• _TASK TO CARRY OUT_
Copy out every line of the listing below, changing only the x,y coordinates in the answers: scale each one by 0.95 and round to a whole number, with halves rounding up.

Excerpts from a pointing dataset:
:::
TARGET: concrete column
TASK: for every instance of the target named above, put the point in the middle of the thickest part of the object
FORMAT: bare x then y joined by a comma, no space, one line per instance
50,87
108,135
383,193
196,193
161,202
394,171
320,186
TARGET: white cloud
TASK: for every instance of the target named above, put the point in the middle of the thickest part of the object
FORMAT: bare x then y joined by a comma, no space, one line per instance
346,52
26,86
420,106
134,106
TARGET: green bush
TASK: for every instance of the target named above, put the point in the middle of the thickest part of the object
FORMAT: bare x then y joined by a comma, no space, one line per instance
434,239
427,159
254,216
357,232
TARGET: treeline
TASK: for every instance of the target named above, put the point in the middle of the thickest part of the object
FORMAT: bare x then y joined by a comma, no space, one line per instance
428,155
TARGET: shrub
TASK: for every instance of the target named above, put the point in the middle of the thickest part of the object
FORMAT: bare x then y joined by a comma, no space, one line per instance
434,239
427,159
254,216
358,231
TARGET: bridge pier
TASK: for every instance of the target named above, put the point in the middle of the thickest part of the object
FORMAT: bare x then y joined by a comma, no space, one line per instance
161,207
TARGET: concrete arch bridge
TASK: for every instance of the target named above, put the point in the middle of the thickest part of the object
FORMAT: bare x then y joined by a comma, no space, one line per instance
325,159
:::
• _FULL OUTPUT_
TARGET: concrete column
TASK: for every instance of the target named above, put the point in the middle of the thickest part of the object
FORMAT: bare x then y joined by a comma, no space, one line per instance
48,83
103,128
364,183
186,183
153,192
374,162
304,177
TARGET: white cloud
TASK: for every instance of the target named above, put the point in the middle of the thickest part of the object
FORMAT: bare x then y joined by a comma, no space, one line per instance
329,49
25,82
399,101
127,101
TARGET: green bush
TASK: for every instance of the target named above, put the point in the middle of the thickest part of the object
FORMAT: bare x then y joined by a comma, no space, one line per instance
412,227
406,151
241,205
339,220
TARGET: treeline
TASK: for every instance of the target named above, put the point in the middle of the thickest part of the object
FORMAT: bare x then y joined by a comma, no space, one line per instance
407,147
TARGET: shrub
TASK: for every instance of the target named above, put the point in the middle of the thickest part of the object
FORMAT: bare x then y joined by a comma, no space, one line per instance
412,227
406,151
241,205
340,219
TARGET: bridge pier
TASK: for every instance of the target named above, put the point in the middle of the thickest part of the object
FORMAT: bare x then y joined by a comma, no space, one line per instance
153,197
TARGET: concrete arch bridge
TASK: for every instance of the target named above, put the point in the middle of the thickest part of the object
FORMAT: bare x then y joined by a comma, no space, one line per instance
309,151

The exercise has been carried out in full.